__Tugas Latihan 1__:
Identifikasi semua baris dalam catatan yang memuat kata "plaid", lalu salin baris-baris tersebut.

__Kutipan Teks__:
![]() |
Menakar Capaian 100 Hari Kerja Sujiwo–Sukiryanto |
TANJUNGPURA.ID (KUBU RAYA) – Dalam ilmu politik dan administrasi publik, ada adagium klasik yang berbunyi: _”Good governance is not about ruling from above, but serving from within.”_ Prinsip ini menjadi semakin relevan dalam konteks pemerintahan daerah di Indonesia yang kini menuntut pemimpin untuk tidak hanya memerintah, tetapi hadir dan melayani secara langsung. Salah satu contoh kepemimpinan yang merepresentasikan prinsip tersebut secara nyata adalah pasangan Sujiwo dan Sukiryanto, Bupati dan Wakil Bupati Kubu Raya.
Kabupaten Kubu Raya yang dahulu identik sebagai daerah penyangga Kota Pontianak dengan keterbatasan infrastruktur dan akses pelayanan publik, kini menjelma menjadi salah satu kabupaten yang progresif di Kalimantan Barat. Di bawah kepemimpinan Sujiwo–Sukiryanto, Kubu Raya mengalami perubahan signifikan dalam aspek pembangunan fisik, pelayanan publik, pemberdayaan ekonomi, hingga pembangunan ruang sosial budaya masyarakat.
ADVERTISEMENT
SCROLL TO RESUME CONTENT
Kepemimpinan Visioner dan Transformasional
Dalam teori kepemimpinan transformasional yang dikemukakan oleh James MacGregor Burns (1978) dan dikembangkan lebih lanjut oleh Bernard M. Bass (1985), pemimpin transformasional adalah mereka yang mampu menginspirasi pengikutnya untuk mencapai tujuan bersama, melampaui kepentingan pribadi demi visi yang lebih besar. Salah satu cirinya adalah kemampuan menciptakan perubahan melalui kedekatan dengan masyarakat, integritas, serta semangat melayani.
Sujiwo–Sukiryanto menunjukkan ciri-ciri ini melalui berbagai langkah nyata. Mereka tidak memposisikan diri sebagai elite yang berjarak dari rakyat, melainkan hadir secara langsung di tengah masyarakat.
Melalui kegiatan sidak rutin ke tempat-tempat pelayanan publik, Kantor Dinas, Puskesmas untuk memastikan bahwa pelayanan terhadap kebutuhan masyarakat terfasilitasi dengan baik. Selain itu kunjungan ke desa-desa, serta keterlibatan aktif dalam kegiatan masyarakat, mereka membangun komunikasi dua arah yang hidup dan bermakna. Dengan cara ini, mereka bukan hanya menjadi pemimpin yang administrator, tetapi juga menjadi pemimpin yang engage dan inspiratif.
Jika dilihat progres ketercapaian kinerja 100 hari lebih kinerja Sujiwo-Sukiryanto dalam memimpin Kubu Raya, maka Salah satu capaian yang patut dicatat adalah reformasi dalam sistem pelayanan publik.

__Catatan Data__:
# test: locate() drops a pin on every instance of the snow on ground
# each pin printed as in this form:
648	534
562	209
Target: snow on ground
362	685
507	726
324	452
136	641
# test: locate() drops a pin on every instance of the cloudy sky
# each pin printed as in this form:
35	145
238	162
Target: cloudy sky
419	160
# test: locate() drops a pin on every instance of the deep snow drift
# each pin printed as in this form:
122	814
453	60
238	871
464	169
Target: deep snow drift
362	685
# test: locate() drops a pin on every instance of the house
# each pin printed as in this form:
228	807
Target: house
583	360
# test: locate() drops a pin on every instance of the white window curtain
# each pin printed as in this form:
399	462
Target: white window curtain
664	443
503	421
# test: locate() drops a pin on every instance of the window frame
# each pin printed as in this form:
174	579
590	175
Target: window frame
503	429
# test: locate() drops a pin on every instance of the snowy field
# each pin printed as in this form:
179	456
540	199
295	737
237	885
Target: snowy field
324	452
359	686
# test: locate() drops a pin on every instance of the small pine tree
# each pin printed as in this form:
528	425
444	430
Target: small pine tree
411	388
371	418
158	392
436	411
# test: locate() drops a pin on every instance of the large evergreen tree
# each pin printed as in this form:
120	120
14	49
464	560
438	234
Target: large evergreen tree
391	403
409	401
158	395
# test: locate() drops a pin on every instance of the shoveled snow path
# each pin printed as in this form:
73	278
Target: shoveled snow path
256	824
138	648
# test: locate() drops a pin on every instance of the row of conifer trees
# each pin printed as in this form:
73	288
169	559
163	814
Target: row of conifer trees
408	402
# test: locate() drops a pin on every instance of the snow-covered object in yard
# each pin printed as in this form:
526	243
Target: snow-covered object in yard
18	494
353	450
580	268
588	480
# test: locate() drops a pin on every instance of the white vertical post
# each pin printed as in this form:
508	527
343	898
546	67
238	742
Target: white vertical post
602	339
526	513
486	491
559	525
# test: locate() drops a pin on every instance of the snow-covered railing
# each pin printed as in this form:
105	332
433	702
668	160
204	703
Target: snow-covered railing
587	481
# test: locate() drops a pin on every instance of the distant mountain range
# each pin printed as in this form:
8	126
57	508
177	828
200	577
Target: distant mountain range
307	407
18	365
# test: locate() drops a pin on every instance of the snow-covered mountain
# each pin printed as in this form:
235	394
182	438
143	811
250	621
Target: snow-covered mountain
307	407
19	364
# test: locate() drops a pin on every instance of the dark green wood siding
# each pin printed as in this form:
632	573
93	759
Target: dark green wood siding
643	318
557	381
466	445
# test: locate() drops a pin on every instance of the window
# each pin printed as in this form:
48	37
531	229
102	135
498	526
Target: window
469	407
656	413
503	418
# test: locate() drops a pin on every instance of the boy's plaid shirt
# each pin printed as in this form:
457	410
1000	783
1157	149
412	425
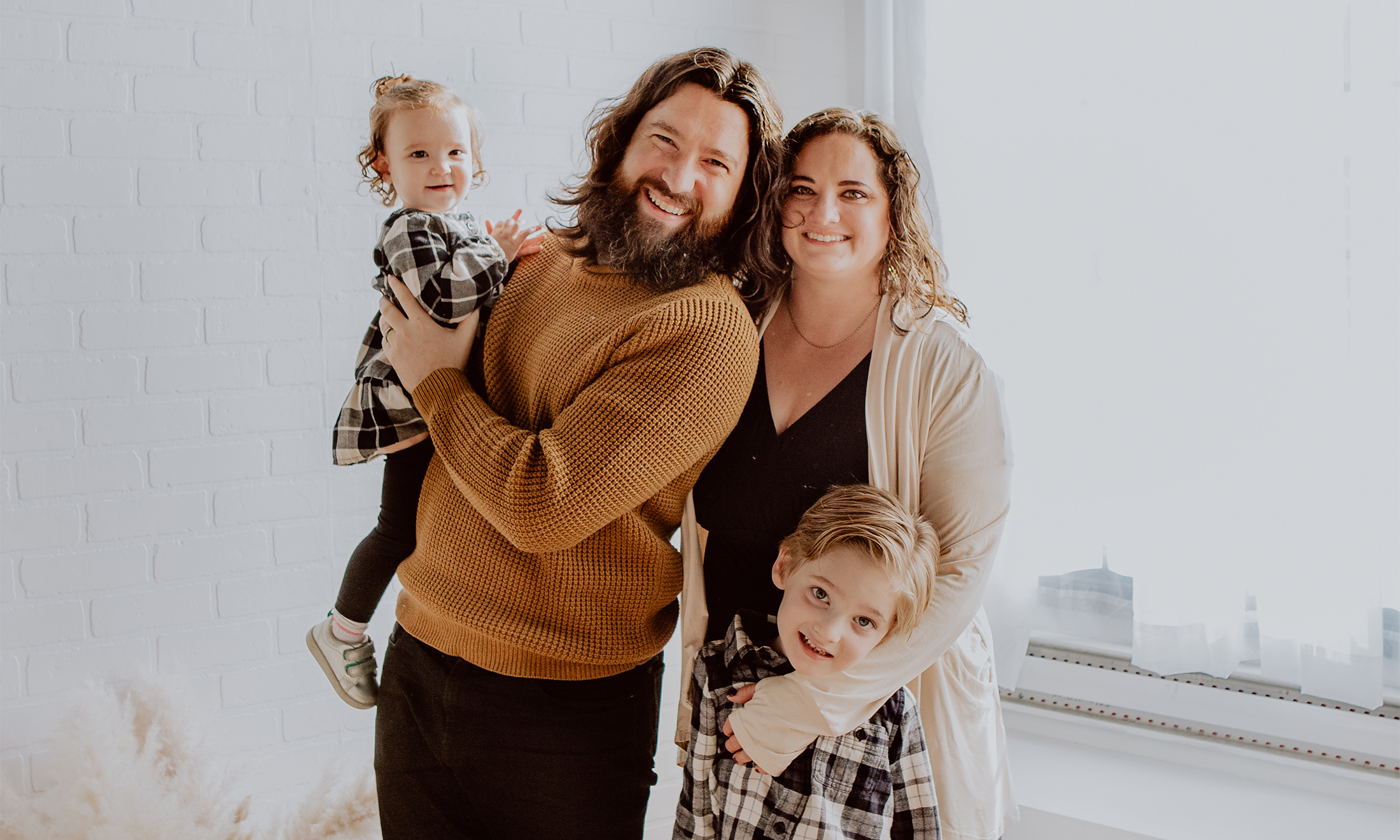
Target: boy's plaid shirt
452	268
841	787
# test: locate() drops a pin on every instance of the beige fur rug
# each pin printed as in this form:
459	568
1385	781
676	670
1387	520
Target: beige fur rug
134	767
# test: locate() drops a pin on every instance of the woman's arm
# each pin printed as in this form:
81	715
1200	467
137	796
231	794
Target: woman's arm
963	493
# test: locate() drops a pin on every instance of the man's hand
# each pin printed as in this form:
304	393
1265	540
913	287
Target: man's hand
415	344
514	239
739	697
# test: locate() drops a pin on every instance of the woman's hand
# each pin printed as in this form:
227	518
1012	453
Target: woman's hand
415	344
739	697
514	239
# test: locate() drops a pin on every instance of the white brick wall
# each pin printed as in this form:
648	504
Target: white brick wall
186	279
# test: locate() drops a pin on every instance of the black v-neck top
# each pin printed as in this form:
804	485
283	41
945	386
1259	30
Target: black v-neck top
757	487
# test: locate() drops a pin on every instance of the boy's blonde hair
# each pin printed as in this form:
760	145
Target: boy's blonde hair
876	522
405	93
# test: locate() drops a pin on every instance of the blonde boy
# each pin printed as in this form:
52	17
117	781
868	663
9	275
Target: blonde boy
857	569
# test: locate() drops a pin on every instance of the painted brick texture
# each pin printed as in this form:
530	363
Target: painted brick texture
186	276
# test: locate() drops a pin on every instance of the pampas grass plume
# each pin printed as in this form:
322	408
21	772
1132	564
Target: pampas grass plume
135	767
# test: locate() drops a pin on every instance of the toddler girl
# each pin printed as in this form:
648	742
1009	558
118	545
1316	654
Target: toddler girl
423	150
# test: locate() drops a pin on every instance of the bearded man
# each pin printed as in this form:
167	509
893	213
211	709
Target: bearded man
521	687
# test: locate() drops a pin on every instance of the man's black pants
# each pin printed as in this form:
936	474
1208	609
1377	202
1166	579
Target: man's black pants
465	752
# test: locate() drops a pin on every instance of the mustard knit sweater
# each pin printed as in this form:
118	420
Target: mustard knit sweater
545	514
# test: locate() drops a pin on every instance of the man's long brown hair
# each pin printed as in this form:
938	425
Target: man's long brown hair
912	268
613	123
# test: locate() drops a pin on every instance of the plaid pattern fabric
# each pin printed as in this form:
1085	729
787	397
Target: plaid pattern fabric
452	268
849	787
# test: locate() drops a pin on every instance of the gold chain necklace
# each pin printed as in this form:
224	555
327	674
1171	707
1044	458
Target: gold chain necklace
787	305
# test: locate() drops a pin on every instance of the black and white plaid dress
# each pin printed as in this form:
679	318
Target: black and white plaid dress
452	268
874	780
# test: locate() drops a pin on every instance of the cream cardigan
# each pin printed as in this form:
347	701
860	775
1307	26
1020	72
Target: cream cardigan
939	440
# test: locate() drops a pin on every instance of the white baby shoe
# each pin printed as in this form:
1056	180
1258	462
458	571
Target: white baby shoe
351	667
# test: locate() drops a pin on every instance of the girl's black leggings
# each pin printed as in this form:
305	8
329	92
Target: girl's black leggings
379	555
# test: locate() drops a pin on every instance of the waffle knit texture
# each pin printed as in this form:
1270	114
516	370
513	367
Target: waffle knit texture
545	515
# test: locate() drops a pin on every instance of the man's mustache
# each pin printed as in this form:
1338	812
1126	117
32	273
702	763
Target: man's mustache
690	204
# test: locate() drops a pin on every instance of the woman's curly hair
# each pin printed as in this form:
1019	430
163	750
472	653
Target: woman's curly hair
912	268
405	93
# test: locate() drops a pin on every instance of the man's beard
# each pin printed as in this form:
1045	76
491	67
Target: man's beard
629	241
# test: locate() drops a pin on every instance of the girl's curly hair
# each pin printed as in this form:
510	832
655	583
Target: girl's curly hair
912	268
398	93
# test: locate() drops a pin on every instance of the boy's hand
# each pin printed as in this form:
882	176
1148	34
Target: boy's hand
514	239
739	697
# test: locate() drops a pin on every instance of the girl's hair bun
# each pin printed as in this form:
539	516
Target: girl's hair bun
382	86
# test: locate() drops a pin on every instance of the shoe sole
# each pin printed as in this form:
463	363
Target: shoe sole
331	673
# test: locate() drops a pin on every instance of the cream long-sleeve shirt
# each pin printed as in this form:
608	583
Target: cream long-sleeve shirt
939	440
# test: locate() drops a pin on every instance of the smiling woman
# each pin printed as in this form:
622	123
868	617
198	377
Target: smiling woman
865	377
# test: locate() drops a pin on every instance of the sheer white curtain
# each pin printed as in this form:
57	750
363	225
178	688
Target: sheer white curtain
1175	228
895	83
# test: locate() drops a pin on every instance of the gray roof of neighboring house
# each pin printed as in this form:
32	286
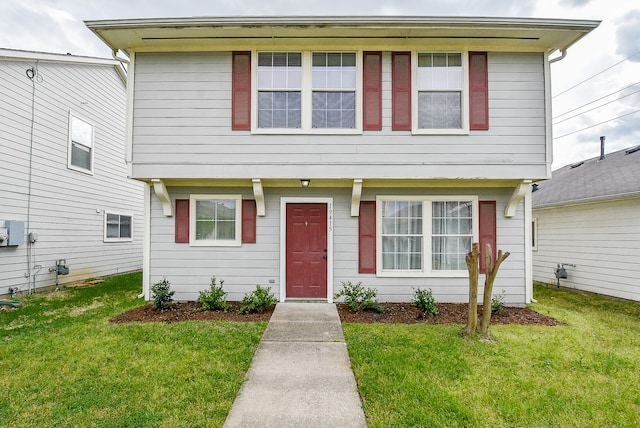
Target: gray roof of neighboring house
614	177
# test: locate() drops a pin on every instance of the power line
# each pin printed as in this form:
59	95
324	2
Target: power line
595	108
593	101
597	124
597	74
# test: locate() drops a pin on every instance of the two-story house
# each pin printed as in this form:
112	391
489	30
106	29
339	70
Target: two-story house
68	212
304	152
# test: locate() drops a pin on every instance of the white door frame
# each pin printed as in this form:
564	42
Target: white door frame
283	241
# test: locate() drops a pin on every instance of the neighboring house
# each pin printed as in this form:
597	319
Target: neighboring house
588	215
303	152
65	198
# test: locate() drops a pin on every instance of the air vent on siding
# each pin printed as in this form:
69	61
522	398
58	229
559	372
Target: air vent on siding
632	150
575	165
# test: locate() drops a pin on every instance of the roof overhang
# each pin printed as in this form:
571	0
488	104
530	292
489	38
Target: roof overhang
218	33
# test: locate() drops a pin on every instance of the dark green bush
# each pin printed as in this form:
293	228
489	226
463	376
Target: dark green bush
162	295
359	298
424	300
497	302
259	300
214	299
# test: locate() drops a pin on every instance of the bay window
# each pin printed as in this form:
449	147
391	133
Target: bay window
420	236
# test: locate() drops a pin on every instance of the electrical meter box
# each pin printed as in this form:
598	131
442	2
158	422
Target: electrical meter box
15	230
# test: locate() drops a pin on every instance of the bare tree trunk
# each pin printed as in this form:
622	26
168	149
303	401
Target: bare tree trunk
472	266
490	277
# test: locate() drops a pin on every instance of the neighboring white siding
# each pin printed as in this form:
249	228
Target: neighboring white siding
602	240
182	129
66	207
189	269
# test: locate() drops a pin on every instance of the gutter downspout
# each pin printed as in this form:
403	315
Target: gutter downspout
122	71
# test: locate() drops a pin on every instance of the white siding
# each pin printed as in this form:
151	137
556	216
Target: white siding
66	207
182	129
189	269
602	240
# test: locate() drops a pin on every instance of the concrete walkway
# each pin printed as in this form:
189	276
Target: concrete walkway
300	375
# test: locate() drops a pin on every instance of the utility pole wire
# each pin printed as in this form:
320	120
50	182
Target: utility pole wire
597	74
593	101
595	108
597	124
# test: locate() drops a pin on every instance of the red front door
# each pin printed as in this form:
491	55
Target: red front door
307	250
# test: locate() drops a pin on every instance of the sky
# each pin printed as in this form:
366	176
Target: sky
596	87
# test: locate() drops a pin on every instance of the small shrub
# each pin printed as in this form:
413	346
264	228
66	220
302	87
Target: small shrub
162	295
359	298
497	302
424	300
214	299
259	300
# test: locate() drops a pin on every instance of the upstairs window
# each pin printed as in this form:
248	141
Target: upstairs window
440	87
334	90
117	227
279	90
307	92
80	150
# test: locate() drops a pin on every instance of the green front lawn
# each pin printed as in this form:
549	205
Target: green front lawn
63	364
583	374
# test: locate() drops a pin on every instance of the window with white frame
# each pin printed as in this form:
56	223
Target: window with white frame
419	236
440	86
279	89
334	90
305	91
215	220
118	227
80	151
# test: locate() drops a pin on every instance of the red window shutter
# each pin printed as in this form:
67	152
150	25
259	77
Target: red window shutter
241	91
249	221
372	96
478	91
401	91
487	220
182	220
367	237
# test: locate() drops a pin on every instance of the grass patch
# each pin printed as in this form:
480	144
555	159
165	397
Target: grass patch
64	365
585	373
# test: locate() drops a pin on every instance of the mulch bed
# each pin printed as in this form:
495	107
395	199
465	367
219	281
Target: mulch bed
403	313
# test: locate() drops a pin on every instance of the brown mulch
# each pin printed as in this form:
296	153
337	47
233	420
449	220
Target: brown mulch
448	313
403	313
185	311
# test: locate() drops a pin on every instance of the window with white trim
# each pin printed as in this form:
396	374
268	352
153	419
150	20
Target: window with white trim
307	92
215	220
279	89
420	236
80	151
334	90
118	227
440	89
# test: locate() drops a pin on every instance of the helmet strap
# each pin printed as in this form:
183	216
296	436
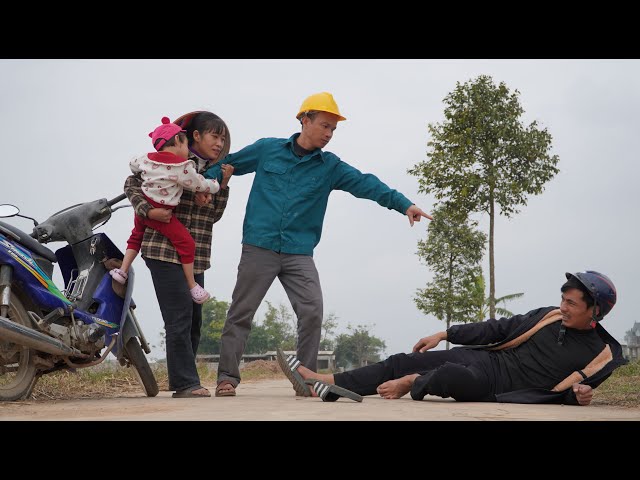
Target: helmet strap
594	320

__Tugas Latihan 2__:
Lanjutkan tulisan tentang capaian 100 hari kerja Sujiwo–Sukiryanto di Kubu Raya dari titik terakhirnya.

__Hasil Latihan 1__:
# test: locate() drops a pin on every instance of the boy's plaid shirt
Target: boy's plaid shirt
# test: locate() drops a pin on every instance of the plaid pattern fabric
Target: plaid pattern fabric
# test: locate() drops a pin on every instance of the black and white plaid dress
Target: black and white plaid dress

__Hasil Latihan 2__:
Konsep _Good Governance menurut United Nations Development Programme_ (UNDP) mencakup partisipasi, akuntabilitas, transparansi, responsivitas, efektivitas, dan keadilan. Pelayanan publik yang dulunya lambat dan berbelit-belit kini direformasi menjadi sistem yang lebih cepat, transparan, dan efisien, melalui penerapan sistem pelayanan satu pintu dan digitalisasi administrasi.
Langkah ini memperlihatkan bahwa pemerintah daerah tidak lagi memposisikan masyarakat sebagai pihak yang “meminta”, tetapi sebagai mitra pelayanan. Ini adalah pergeseran paradigma dari _power-oriented governance menjadi service-oriented governance,_ yang menurut Dwight Waldo (1948), merupakan esensi dari administrasi publik modern.
Pada sektor Infrastruktur untuk Keadilan Sosial khususnya di bidang pembangunan fisik. Kabupaten Kubu Raya di masa 100 hari lebih kerja, kepemimpinan mereka berhasil melakukam percepatan pembangunan di berbagai proyek infrastruktur dasar seperti jalan, jembatan, dan saluran irigasi, terutama di wilayah-wilayah pedalaman yang selama ini terpinggirkan.
Progres untuk pelaksanaan pembangunan infrastruktur poros ekonomi menjadi perhatian khusus guna menopang percepatan pembangunan ekonomi masyarakat. Hal yang cukup menjadi perhatian adalah inisiasi dalam menyatukan jalur transportasi di Kubu Raya dengan Kapal Ferry/Penyeberangan untuk beberapa kecamatan yang terpisah sungai.
Ini sejalan dengan teori Amartya Sen (1999) dalam bukunya _Development as Freedom,_ yang menekankan bahwa pembangunan bukan sekadar pertumbuhan ekonomi, tetapi pelepasan warga dari belenggu keterbatasan akses, ketidaksetaraan, dan ketidakadilan.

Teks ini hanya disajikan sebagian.